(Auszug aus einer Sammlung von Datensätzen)
********

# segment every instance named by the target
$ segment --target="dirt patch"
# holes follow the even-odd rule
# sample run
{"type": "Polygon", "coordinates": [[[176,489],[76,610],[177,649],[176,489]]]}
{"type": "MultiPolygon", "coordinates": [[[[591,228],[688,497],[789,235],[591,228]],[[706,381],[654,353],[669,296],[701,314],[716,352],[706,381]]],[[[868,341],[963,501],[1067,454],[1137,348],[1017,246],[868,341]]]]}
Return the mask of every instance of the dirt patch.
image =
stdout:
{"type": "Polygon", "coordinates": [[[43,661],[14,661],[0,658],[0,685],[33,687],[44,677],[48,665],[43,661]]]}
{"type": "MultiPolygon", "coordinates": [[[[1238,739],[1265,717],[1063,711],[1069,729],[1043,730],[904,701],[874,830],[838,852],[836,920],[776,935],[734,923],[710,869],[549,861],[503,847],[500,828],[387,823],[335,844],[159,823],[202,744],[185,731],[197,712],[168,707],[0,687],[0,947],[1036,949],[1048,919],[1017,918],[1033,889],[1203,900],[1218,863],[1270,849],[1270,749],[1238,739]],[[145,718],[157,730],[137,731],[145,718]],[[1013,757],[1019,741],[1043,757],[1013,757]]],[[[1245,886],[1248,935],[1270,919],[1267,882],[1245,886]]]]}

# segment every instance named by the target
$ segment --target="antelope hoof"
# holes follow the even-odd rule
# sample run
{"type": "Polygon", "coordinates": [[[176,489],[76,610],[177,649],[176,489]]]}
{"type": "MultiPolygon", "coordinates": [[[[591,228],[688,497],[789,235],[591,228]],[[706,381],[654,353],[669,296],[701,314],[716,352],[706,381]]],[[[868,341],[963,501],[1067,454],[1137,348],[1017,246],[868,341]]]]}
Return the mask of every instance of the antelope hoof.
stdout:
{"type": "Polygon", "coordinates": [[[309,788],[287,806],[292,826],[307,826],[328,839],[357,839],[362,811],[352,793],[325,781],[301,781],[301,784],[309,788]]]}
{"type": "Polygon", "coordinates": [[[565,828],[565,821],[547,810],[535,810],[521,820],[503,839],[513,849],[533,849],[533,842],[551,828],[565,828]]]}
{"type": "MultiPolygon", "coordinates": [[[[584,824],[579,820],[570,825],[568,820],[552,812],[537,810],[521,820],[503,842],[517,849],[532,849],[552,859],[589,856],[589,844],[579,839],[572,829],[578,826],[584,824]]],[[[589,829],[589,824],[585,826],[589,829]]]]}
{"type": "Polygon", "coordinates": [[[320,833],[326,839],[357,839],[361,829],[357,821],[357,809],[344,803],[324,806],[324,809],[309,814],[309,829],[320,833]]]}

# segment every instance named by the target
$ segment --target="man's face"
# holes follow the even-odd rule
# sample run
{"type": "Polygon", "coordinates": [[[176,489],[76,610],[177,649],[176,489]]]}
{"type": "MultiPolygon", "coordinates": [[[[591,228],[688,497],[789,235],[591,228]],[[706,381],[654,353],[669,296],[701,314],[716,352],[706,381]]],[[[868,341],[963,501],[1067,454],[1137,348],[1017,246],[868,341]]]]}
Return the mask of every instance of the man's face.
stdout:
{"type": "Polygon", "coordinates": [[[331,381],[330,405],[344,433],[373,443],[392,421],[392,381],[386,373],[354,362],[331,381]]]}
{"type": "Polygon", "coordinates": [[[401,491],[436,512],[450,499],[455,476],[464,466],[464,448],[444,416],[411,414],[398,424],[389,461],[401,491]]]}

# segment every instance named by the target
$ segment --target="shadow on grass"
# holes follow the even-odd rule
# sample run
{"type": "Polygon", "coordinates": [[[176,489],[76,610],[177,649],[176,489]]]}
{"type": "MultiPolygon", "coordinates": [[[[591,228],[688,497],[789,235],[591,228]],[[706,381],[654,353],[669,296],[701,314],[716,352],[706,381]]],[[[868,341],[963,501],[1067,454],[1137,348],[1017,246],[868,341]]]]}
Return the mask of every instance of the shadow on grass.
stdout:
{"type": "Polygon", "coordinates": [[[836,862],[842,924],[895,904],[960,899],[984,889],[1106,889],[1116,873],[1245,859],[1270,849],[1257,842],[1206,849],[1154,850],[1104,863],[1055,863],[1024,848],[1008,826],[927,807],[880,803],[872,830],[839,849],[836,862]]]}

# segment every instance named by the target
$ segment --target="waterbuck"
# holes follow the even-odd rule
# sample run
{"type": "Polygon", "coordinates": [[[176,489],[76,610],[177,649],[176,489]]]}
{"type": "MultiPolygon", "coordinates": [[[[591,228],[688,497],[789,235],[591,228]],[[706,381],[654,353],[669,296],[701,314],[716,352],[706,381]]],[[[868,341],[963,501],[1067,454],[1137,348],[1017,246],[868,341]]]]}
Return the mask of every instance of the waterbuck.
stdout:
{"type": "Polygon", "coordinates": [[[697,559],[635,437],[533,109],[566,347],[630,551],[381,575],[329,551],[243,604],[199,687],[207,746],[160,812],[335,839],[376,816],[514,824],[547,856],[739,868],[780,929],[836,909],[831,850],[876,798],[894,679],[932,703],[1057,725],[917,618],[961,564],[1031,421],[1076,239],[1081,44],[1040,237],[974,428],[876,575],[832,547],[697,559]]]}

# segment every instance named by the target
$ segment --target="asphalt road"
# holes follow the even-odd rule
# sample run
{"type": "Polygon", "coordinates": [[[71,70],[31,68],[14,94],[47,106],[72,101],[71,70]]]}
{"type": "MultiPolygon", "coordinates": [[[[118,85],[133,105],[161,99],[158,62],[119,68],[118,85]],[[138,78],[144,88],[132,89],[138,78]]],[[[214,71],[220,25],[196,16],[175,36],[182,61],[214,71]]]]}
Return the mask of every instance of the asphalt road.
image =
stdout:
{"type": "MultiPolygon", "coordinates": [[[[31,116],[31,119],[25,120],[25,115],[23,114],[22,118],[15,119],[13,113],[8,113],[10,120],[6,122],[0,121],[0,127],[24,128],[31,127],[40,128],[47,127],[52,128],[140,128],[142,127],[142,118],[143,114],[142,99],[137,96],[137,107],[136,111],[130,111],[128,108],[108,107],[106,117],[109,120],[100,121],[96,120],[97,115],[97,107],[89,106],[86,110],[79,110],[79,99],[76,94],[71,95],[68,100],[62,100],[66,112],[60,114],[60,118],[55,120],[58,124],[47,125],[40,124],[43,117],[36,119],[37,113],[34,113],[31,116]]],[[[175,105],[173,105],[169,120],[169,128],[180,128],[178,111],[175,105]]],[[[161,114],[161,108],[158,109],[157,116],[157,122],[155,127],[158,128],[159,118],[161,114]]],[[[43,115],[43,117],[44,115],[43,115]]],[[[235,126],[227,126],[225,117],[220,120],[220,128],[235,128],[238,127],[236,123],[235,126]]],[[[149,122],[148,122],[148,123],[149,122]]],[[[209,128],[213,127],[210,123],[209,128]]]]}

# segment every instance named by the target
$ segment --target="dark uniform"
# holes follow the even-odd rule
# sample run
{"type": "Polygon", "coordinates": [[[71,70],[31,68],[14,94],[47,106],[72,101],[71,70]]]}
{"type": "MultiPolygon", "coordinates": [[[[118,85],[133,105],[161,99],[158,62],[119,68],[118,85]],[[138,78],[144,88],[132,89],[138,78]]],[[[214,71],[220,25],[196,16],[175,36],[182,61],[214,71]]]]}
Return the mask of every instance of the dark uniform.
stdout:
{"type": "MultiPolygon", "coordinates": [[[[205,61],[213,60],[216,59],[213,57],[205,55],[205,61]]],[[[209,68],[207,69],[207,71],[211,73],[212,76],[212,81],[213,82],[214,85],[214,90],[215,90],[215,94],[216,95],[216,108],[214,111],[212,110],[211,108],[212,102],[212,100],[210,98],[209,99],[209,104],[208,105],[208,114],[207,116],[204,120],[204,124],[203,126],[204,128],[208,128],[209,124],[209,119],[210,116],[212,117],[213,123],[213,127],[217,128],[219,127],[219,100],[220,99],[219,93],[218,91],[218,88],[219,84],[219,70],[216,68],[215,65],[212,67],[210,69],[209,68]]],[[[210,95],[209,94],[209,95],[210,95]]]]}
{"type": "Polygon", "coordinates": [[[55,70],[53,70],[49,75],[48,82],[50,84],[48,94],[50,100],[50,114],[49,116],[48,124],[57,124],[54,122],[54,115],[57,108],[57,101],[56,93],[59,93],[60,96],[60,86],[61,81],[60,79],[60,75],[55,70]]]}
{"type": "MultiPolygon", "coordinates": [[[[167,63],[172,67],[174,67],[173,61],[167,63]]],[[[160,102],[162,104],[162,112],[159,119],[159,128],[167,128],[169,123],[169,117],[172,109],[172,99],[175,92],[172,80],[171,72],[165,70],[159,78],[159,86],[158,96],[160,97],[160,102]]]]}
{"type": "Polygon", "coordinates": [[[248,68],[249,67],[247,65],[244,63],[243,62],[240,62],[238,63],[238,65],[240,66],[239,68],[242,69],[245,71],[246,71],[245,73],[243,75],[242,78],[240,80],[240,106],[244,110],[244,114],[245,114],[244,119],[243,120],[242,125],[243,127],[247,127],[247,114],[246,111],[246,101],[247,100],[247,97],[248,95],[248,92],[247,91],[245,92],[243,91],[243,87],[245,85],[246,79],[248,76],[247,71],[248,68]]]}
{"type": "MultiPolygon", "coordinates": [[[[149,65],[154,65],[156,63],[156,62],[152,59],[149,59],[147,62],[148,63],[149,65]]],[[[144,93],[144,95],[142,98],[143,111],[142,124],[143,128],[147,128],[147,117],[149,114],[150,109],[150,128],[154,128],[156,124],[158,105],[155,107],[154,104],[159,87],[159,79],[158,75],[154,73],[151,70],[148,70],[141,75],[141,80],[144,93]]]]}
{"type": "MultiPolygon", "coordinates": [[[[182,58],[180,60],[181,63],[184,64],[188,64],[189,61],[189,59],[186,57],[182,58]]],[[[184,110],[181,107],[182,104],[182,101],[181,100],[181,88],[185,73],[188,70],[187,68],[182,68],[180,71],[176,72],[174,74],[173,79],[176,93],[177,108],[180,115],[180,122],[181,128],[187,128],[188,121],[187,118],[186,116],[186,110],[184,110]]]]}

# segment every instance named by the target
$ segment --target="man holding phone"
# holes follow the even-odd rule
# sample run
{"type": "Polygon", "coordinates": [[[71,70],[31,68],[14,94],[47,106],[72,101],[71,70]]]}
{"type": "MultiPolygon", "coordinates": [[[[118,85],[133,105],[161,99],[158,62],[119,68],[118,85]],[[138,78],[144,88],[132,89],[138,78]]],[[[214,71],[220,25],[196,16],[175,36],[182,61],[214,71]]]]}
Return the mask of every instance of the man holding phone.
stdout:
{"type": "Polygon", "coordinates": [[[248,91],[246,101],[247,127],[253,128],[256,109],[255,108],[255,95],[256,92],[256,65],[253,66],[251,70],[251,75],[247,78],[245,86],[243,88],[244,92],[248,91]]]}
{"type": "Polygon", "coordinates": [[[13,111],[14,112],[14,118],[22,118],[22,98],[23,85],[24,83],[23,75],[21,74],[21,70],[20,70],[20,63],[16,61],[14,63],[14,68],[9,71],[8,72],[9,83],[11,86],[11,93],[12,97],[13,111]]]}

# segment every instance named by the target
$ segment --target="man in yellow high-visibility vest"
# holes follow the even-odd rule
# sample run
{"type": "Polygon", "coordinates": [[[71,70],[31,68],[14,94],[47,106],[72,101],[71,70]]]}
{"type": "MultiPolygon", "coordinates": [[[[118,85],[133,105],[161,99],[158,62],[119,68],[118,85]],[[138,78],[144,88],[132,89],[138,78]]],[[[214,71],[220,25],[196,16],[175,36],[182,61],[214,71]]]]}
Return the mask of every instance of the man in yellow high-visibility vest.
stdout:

********

* _Die Aufgabe_:
Suche aus den Datensätzen oben jede Zeile heraus, in der die Zeichenfolge „phone“ vorkommt, und übernimm diese Zeilen unverändert.

* _Richtige Antwort_:
$ segment --target="man holding phone"
Return the mask of every instance of the man holding phone.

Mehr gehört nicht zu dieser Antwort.